─── Page text ───

To Dysphoria, or Not to Dysphoria

During Tuesdays class I left feeling really upset. Gender and Sexuality classes are some of the only classes in general that provide a space to talk about Trans-issues and Intersex issues. These are two topics that play a pretty integral roll in discussions of feminism as well. Thus far in class, we have discussed gender as a very binary concept. We have men, and then we have women. Well, what about categories that complicate this dichotomy. When we look at different ideas from an either female or male perspective, we are buying into a definition of what it is to be a female or male. Complicating gender allows us to recognize to what extent our gender identities are socialized/ constructed. It was sad for me to walk out of a class where we had the opportunity to discuss these issues, and it became just another one of those classes that leave out gender and sex identifications that were neither male or female.

If we reconsider, the inclusion of these categories, here are some authors and titles that might be helpful.

─── Material provided ───

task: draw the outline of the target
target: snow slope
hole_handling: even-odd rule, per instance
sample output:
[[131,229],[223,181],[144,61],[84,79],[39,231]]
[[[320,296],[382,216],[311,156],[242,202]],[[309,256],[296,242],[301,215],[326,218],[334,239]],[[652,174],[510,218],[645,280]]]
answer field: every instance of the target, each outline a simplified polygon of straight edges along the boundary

───
─── Material provided ───

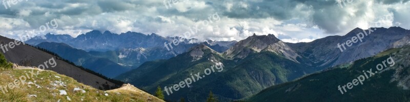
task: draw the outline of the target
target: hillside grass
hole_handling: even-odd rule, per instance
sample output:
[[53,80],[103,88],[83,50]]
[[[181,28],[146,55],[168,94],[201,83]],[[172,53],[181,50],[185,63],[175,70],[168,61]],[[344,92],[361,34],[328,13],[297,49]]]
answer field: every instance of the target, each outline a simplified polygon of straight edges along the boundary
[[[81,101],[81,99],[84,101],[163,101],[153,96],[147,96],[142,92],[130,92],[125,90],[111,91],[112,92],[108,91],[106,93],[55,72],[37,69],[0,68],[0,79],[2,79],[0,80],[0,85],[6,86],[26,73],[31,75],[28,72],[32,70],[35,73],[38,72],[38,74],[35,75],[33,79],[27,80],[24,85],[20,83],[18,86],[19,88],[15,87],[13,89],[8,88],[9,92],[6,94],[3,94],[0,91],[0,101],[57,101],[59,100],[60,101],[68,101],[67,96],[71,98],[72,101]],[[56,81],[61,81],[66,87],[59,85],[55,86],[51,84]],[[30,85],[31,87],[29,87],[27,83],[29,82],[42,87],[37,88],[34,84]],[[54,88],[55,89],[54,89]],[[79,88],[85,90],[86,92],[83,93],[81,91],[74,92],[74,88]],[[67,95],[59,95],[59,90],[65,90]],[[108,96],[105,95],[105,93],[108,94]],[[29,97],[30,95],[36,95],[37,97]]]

───

### Exercise requirements
• a. Does each statement agree with the gender-class post? Answer yes or no for each, quoting the words from the post that decide it. (i) So far, the class has treated gender as a binary concept. (ii) The writer came out of Tuesday's class feeling pleased. (iii) Complicating gender helps show how far gender identities are socialized or constructed.
• b. Write the next part of the gender-class post, starting after its final sentence.
The rows have nothing to do with any of this.

### Results
• a.
(i) Yes: "Thus far in class, we have discussed gender as a very binary concept."
(ii) No: "I left feeling really upset."
(iii) Yes: "Complicating gender allows us to recognize to what extent our gender identities are socialized/ constructed."

• b.
Trans-Theory:

Judith Halberstam. Female Masculinity
Viviane K. Namaste. Invisible Lives: The Erasure of Transsexual and Transgendered People
Judith Butler. Gender Trouble: Feminism and the Subversion of Identity
Pat Califia. Sex Changes: The Politics of Transgenderism
Holly Devor. FTM: Female-to-Male Transsexuals in Society
Leslie Feinberg. Transgender Warriors
Leslie Feinberg. Trans Liberation: Beyond Pink or Blue

Intersex Theory:

excerpts from: Masculinity Studies and Feminist Theory: New Directions
By Judith Kegan Gardiner

Sharon E Preves- Intersex and Identity: The Contested Self

As Nature Made Him (John Colapinto)




Susan Stryker Readings:

When we think of ourselves, I feel like it is pretty safe to assume that we think of ourselves as constantly changing and growing. For trans-people, we are similar in that we see ourselves as changing, but our goals are sometimes more physical and have a dysphoric depth that goes beyond the average self-critique. In addition, I think that perhaps far to often, we think that we are unfinished works, and that changing ourselves physically by taking hormones, or cutting of or adding parts on to our bodies will solve our problems. Nevertheless, trans-people can never just be, and if we do decide to go through with physical transformations, we struggle with the communities with whom we are allowed to identify ourselves. If we once identified with the queer community, do we stay close to them and bare with the endless commentaries about why we decided to turn to the “dark side”? or do we cut our ties with the queer community and live heteronormative lives?

In Stryker’s essay on Frankenstein she writes “I am too often perceived as less than fully human due to the means of my embodiment; like the monster's as well, my exclusion from human community fuels a deep and abiding rage in me that I, like the monster, direct against the conditions in which I must struggle to exist.”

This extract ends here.